Return every one of the records below word for word, with each line kept unchanged.

+++ Rows

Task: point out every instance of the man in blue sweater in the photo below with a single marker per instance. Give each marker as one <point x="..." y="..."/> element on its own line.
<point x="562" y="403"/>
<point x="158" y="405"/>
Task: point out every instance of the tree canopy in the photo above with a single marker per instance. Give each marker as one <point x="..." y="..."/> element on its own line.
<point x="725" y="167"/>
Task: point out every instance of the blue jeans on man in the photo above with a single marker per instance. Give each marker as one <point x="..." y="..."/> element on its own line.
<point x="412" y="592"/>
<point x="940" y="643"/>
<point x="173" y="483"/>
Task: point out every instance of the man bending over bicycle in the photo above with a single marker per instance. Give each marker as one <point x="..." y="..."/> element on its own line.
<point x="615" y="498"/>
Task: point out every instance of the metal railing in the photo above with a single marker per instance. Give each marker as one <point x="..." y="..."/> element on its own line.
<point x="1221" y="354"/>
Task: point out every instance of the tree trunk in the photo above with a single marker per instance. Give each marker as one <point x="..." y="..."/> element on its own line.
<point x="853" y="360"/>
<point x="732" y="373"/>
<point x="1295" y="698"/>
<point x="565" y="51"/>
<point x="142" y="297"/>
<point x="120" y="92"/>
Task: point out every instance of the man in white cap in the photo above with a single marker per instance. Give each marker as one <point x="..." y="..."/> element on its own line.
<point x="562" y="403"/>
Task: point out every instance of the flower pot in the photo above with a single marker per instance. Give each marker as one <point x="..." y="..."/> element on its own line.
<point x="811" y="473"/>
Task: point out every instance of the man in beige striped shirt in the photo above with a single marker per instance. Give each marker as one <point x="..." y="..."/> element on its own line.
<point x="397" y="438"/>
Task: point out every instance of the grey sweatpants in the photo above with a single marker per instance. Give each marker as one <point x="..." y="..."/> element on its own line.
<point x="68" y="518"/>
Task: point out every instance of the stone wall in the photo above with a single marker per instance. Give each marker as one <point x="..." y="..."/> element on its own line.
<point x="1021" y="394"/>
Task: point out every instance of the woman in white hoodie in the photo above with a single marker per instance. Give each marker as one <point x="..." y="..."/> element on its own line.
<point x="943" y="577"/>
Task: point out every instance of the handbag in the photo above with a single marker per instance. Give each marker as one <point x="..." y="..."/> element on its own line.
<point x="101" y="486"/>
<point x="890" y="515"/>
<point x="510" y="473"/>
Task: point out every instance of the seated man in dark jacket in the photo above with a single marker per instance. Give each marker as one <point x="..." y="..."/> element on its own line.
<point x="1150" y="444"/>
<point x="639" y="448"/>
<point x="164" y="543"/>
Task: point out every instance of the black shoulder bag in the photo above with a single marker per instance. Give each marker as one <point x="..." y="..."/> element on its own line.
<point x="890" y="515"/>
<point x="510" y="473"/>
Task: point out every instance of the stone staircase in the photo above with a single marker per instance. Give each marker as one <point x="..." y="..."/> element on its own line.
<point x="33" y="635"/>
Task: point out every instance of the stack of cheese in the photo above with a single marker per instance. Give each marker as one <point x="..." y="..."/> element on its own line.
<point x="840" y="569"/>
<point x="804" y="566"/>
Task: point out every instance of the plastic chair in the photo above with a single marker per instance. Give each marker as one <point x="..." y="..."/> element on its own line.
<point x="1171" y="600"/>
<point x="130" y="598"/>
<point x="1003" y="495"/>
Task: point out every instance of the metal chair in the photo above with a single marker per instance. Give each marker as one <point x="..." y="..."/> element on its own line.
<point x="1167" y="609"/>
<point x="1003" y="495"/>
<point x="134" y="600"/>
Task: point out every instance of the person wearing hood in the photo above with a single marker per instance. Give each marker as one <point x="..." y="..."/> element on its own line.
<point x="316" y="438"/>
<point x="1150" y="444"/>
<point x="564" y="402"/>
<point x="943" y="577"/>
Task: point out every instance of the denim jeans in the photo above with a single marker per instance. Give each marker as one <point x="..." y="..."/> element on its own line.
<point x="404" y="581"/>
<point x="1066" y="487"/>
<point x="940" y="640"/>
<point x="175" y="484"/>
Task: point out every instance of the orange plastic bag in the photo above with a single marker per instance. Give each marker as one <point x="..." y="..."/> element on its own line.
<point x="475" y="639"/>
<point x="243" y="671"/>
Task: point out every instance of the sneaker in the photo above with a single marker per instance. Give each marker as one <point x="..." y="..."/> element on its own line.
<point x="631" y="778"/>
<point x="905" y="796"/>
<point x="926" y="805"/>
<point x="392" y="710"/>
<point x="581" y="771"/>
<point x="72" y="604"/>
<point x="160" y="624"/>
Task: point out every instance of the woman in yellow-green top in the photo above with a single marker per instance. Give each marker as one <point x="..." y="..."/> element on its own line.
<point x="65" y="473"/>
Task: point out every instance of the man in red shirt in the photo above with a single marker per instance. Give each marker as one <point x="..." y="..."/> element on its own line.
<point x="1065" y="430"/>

++++++

▶ [Response below]:
Task: point out every instance of the man in blue sweater in the photo below with a single marker per instance. Give each marker as one <point x="..." y="..."/> element on its own line.
<point x="562" y="403"/>
<point x="158" y="405"/>
Task: point out every instance of the tree canopy in the photo above with a single marker per instance. Give each marker as one <point x="..." y="..."/> element on its own line.
<point x="725" y="167"/>
Task: point out every instance of the blue jeans on man in the photo above with a single marker per instance. Give each marker as one <point x="..." y="..."/> element on its own line.
<point x="412" y="592"/>
<point x="940" y="643"/>
<point x="173" y="483"/>
Task: point out every instance of the man bending over bicycle in the photo above with a single marker per instance. Give each marker as one <point x="..." y="..."/> element on its own line.
<point x="615" y="498"/>
Task: point out every instance of the metal railing in the photo above with a single marker per instance. Give each marker as one <point x="..." y="..."/> element on its own line.
<point x="1221" y="354"/>
Task: point out every instance of the tree trunk in the photo above with a single marker per instance. Give each marker as one <point x="..." y="..."/> element on its own line.
<point x="853" y="360"/>
<point x="732" y="373"/>
<point x="1295" y="698"/>
<point x="565" y="51"/>
<point x="142" y="297"/>
<point x="120" y="92"/>
Task: point out every instance of the man in white cap in the photo above with a single marker per instance. Give each marker as one <point x="..." y="..."/> element on its own line.
<point x="562" y="403"/>
Task: point out every instance of the flower pot in the photo above with a single marker per instance. Give each marker as one <point x="..." y="..."/> element on its own line.
<point x="811" y="473"/>
Task: point out every instance of the man in beige striped shirt in the photo above with a single marker per instance. Give each marker as one <point x="..." y="..."/> element on its own line.
<point x="397" y="438"/>
Task: point out every instance of the grey sweatpants in the photo above with a single marker per instance. Give each marker as one <point x="..." y="..."/> element on its own line.
<point x="68" y="518"/>
Task: point out every instance of the stone wall in the photo above with a single marker per instance. Give each marker as one <point x="..." y="..."/> element on its own line.
<point x="1021" y="394"/>
Task: point out every instance of the woman in white hoodie in the photo above with a single marker per instance. Give each marker as one <point x="..." y="..."/> element on its own line.
<point x="943" y="577"/>
Task: point out every instance of the handbag in the photo above with a single marker per instance. Give each marker as one <point x="..." y="..."/> element on its own line.
<point x="101" y="486"/>
<point x="890" y="515"/>
<point x="510" y="473"/>
Task: point out every instance of the seated man in dark jacket in the photo above with a single marker per instance. Give each marker as one <point x="..." y="..."/> element on its own line.
<point x="1150" y="444"/>
<point x="639" y="448"/>
<point x="164" y="543"/>
Task: point out every instance of the black shoulder bag in the photo above with a single marker per instance. Give each marker as one <point x="..." y="..."/> element on its own line.
<point x="890" y="515"/>
<point x="510" y="473"/>
Task: point out every instance of the stone staircase in the photo above with a single marker per instance. Give each marker as one <point x="..." y="..."/> element on its own line.
<point x="33" y="635"/>
Task: point out every instance of the stack of cheese in the photo above with a single marker per instance. Give each marker as one <point x="..." y="..."/> element on its own line.
<point x="840" y="569"/>
<point x="804" y="566"/>
Task: point out every instance of the plastic chair in the photo above with a single marker per instance. Give each marker as one <point x="..." y="..."/> element on its own line.
<point x="1171" y="600"/>
<point x="130" y="598"/>
<point x="1003" y="495"/>
Task: point out every instance of the metal chair in the photo above with a single marker per instance. Give each marker as one <point x="..." y="..."/> element on its own line.
<point x="1167" y="609"/>
<point x="1003" y="495"/>
<point x="134" y="600"/>
Task: point out every instance of the person wearing hood in the photo above with a single marker per instance. Give each marker as one <point x="..." y="..."/> element on its own line.
<point x="316" y="438"/>
<point x="1150" y="444"/>
<point x="564" y="402"/>
<point x="943" y="577"/>
Task: point out every instance of the denim jeans in the photo above with a single marker per instance. Give each marker as one <point x="..." y="..."/> element on its own line.
<point x="404" y="581"/>
<point x="1066" y="487"/>
<point x="940" y="640"/>
<point x="175" y="484"/>
Task: point out every instance of the orange plastic bag in the photo above with a single marker per instance. Give each marker as one <point x="..." y="..."/> element on its own line.
<point x="475" y="639"/>
<point x="243" y="671"/>
Task: point out every instance of the sneaker in the photo above with a single marker per instance. Give each marker as one <point x="..." y="..."/> element on its own line.
<point x="631" y="778"/>
<point x="905" y="796"/>
<point x="926" y="805"/>
<point x="392" y="710"/>
<point x="581" y="771"/>
<point x="72" y="604"/>
<point x="160" y="624"/>
Task: point out every instance of the woman in yellow-green top in the photo above with a single marker per instance. Give each marker as one <point x="..." y="..."/> element on its own line.
<point x="65" y="473"/>
Task: point out every instance of the man in red shirt in the photo above with a single marker per instance. Give each marker as one <point x="..." y="..."/> element on its own line.
<point x="1065" y="430"/>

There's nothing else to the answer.